**Work request:** Word for word, please restate the lines from the beginning of the data through the line in which "rough mask: <svg" appears.

*** Opening Data to use ***

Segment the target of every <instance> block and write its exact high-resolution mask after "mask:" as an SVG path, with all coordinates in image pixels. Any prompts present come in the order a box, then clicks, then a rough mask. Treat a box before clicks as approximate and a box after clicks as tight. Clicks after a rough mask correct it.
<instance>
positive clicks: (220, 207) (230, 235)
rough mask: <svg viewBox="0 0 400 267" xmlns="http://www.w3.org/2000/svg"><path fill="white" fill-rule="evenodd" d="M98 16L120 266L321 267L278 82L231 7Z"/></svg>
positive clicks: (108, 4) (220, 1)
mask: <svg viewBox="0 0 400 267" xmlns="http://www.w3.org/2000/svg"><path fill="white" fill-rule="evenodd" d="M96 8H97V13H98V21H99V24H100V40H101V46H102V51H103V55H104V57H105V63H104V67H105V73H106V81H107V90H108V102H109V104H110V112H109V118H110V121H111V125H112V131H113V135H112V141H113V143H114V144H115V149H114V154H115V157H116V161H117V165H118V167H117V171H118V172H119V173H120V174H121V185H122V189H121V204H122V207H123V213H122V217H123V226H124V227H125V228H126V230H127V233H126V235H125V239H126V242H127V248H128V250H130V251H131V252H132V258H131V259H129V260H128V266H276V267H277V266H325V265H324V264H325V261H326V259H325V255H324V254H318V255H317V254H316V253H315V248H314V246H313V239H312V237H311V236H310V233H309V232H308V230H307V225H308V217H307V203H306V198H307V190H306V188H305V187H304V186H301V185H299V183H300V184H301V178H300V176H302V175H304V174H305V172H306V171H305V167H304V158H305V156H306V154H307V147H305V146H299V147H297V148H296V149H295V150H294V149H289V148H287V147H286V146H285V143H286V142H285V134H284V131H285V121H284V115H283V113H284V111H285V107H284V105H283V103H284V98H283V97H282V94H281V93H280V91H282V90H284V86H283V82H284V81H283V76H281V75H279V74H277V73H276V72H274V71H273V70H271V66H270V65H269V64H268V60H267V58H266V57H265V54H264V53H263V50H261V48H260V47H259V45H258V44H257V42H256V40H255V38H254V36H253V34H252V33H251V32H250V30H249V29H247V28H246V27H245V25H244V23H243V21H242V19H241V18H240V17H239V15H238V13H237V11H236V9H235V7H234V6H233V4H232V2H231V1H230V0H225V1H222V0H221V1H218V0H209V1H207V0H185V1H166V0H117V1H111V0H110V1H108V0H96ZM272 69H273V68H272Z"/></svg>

*** Closing Data to use ***

**Answer box:**
Segment the target of every <instance> block and write its exact high-resolution mask after "mask:" as an SVG path, with all coordinates in image pixels. Any prompts present come in the order a box, then clicks, then a rough mask. Treat a box before clicks as approximate and a box after clicks as tight. Clicks after a rough mask correct it.
<instance>
positive clicks: (220, 207) (230, 235)
rough mask: <svg viewBox="0 0 400 267" xmlns="http://www.w3.org/2000/svg"><path fill="white" fill-rule="evenodd" d="M98 16L120 266L321 267L278 82L231 7Z"/></svg>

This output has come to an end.